Start of Source material

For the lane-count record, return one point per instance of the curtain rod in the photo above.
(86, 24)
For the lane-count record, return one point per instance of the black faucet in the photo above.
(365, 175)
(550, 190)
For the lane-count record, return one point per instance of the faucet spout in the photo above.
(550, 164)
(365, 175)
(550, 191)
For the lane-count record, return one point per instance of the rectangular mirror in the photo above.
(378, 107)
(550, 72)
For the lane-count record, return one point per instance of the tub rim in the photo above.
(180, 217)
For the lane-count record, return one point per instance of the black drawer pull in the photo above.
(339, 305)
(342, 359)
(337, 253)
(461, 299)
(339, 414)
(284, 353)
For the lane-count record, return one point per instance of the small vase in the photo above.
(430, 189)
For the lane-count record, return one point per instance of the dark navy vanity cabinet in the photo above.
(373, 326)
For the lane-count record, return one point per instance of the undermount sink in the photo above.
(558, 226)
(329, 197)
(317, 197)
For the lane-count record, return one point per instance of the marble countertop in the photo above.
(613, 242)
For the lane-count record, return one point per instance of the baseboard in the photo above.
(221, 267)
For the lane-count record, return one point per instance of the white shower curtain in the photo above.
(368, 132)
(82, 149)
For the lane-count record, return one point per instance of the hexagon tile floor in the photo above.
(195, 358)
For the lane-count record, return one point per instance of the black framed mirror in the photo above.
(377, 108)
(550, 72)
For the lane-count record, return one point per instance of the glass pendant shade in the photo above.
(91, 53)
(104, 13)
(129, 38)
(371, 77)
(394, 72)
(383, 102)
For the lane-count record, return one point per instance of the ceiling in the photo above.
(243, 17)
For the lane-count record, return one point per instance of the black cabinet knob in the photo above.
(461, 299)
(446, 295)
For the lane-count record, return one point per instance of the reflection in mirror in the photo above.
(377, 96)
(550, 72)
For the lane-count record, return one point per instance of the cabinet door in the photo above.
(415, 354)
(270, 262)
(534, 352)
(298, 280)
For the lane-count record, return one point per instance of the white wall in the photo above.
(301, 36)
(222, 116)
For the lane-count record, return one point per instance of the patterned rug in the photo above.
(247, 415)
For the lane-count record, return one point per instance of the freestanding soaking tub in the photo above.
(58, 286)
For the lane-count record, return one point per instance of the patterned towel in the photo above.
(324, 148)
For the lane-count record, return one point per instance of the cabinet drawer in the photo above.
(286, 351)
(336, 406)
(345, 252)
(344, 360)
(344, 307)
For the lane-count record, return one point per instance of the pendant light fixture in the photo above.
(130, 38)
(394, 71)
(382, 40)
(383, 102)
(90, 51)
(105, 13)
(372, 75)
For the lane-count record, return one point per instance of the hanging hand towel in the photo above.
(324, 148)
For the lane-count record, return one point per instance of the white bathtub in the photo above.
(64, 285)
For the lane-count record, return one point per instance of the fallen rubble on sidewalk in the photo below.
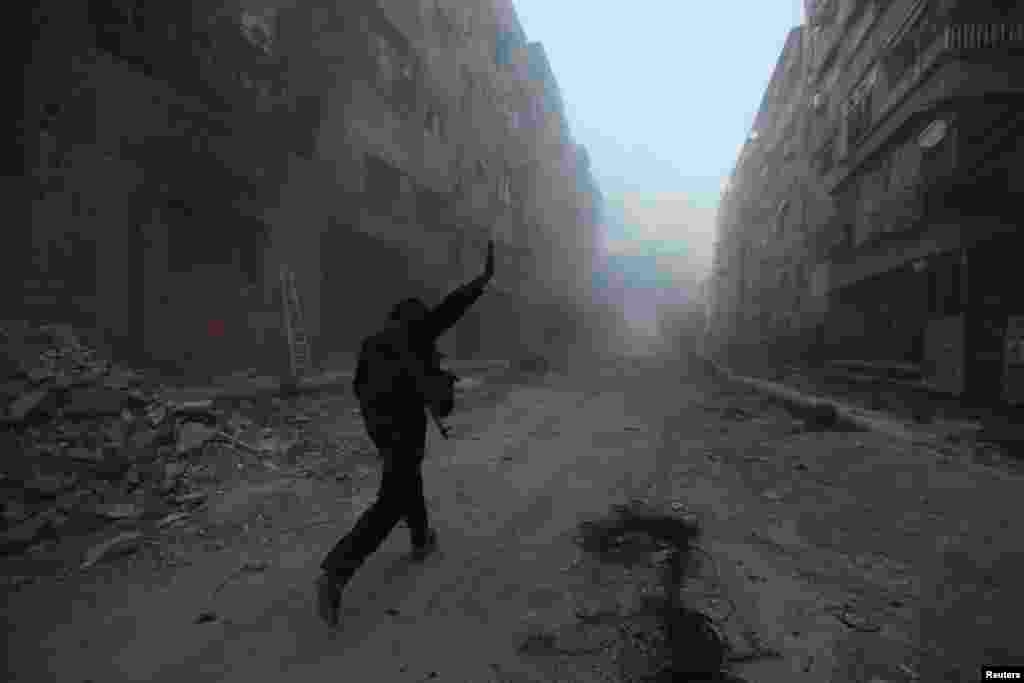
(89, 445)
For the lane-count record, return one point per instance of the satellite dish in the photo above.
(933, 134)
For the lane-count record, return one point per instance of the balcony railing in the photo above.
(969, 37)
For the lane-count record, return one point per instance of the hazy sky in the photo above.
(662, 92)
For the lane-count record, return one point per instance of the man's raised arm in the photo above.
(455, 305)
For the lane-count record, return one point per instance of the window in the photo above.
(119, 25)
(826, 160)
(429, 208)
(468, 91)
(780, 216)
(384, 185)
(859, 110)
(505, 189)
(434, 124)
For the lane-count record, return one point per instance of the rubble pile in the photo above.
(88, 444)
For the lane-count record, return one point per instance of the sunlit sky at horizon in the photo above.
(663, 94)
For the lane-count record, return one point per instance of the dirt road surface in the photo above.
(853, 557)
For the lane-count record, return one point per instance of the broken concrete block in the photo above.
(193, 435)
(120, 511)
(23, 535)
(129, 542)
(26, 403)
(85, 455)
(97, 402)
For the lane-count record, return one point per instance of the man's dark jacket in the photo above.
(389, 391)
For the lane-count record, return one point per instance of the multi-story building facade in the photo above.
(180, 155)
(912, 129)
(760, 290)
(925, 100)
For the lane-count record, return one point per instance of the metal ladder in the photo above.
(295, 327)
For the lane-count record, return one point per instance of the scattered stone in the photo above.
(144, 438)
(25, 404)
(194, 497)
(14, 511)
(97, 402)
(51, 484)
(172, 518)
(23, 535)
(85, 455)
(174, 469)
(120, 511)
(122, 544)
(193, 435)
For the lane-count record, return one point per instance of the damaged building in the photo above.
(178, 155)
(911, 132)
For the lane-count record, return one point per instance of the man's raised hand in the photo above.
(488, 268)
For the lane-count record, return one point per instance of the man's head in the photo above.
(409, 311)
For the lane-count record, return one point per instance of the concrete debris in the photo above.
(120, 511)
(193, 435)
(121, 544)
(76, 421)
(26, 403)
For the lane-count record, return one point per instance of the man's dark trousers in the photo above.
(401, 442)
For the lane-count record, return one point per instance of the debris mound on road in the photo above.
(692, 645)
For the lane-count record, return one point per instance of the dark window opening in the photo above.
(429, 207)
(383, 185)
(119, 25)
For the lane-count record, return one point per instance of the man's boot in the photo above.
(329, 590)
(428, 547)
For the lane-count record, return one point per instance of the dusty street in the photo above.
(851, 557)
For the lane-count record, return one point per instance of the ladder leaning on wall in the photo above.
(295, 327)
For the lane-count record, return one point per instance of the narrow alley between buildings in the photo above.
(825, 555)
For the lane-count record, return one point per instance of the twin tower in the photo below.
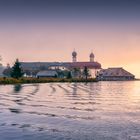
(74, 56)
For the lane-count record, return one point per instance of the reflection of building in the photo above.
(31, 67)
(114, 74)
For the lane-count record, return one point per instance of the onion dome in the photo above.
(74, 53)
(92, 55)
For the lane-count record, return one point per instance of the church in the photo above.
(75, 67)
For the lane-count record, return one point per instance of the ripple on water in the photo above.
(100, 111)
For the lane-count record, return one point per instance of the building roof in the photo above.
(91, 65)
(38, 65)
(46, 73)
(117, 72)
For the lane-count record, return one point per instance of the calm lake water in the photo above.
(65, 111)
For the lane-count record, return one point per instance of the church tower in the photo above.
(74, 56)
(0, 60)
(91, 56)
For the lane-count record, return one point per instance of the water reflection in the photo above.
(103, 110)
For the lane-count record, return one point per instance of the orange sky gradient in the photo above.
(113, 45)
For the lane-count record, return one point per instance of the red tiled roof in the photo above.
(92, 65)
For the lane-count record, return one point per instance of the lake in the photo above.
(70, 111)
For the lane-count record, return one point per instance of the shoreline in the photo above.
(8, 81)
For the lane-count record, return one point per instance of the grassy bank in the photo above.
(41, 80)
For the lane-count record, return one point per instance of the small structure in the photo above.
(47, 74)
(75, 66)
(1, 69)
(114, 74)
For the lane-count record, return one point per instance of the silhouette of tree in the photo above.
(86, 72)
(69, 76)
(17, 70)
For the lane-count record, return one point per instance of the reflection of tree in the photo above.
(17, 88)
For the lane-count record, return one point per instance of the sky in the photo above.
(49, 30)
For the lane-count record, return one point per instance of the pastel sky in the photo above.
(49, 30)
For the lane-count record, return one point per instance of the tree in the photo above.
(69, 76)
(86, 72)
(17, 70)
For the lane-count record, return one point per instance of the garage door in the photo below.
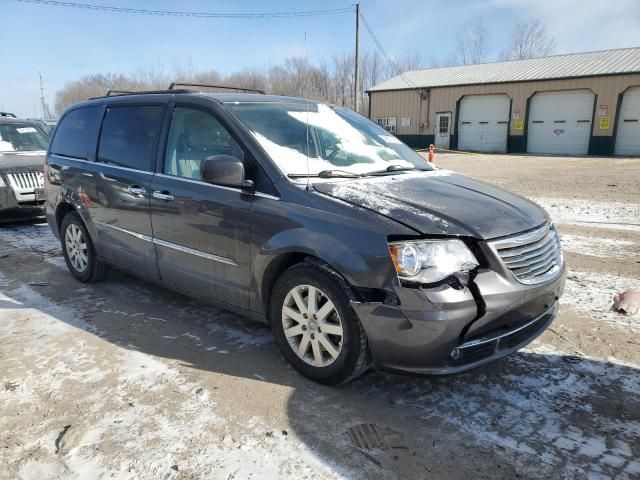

End of Source material
Start of Source material

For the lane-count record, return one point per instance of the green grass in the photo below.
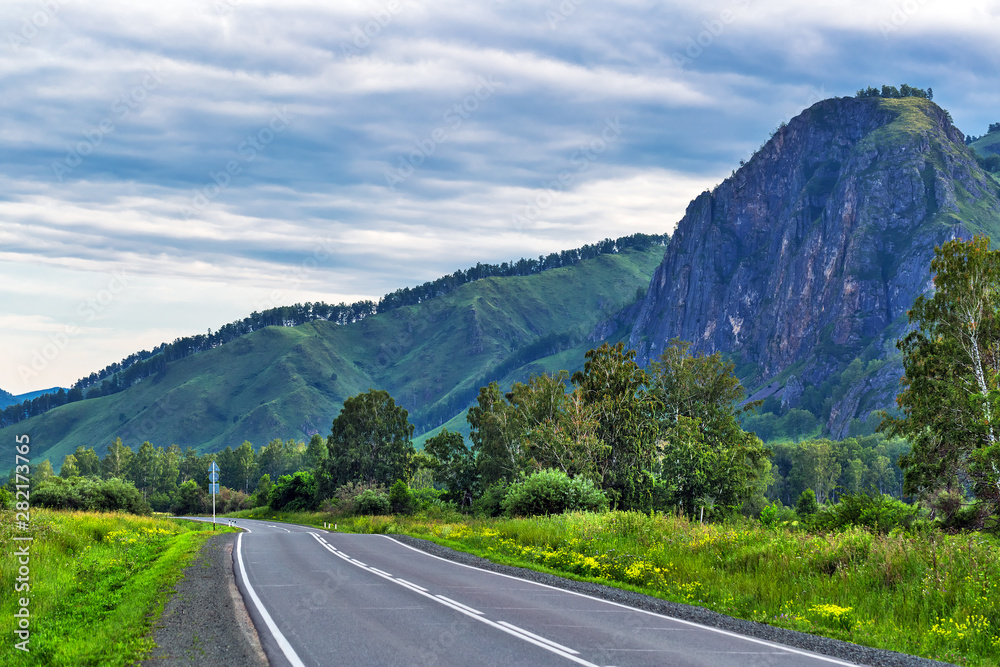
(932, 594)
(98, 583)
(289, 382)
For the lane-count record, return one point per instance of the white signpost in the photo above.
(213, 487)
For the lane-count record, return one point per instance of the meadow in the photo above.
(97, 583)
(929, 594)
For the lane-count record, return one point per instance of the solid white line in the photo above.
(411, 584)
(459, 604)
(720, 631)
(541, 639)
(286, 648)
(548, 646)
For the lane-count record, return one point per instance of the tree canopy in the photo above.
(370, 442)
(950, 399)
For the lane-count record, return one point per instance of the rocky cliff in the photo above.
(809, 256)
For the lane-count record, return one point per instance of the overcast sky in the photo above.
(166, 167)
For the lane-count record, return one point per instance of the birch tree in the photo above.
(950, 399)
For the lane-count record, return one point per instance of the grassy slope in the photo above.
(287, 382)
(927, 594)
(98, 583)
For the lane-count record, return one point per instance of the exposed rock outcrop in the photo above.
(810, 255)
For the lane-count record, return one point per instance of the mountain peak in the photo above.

End of Source material

» **Problem to solve**:
Reproduce word for word the material above, starting with the line that has "lake in the photo above." and stopping after the line that has "door in the photo below.".

» **Result**:
For the lane-count record, return one point per instance of the lake in the photo above.
(70, 111)
For the lane-count record, return one point per instance of the shoreline in the photo above.
(8, 81)
For the lane-count record, return one point per instance of the grassy bank in the photo above.
(41, 80)
For the lane-count record, return one point per instance of the small structure in the photo above.
(47, 74)
(75, 66)
(1, 69)
(114, 74)
For the lane-count record, return one point per instance of the silhouette of tree in the photo above.
(86, 72)
(69, 76)
(17, 70)
For the lane-count record, return one point per instance of the reflection of tree in the photo above.
(17, 88)
For the lane-count record, return one point per instance of the sky in the photo above.
(49, 30)
For the lane-count record, return one point per instance of the pastel sky in the photo above.
(49, 30)
For the lane-count record, return one point per instance of the tree in the photo above.
(69, 76)
(86, 72)
(17, 70)
For the lane-count record, return one point per instance of the garage door in the photo below.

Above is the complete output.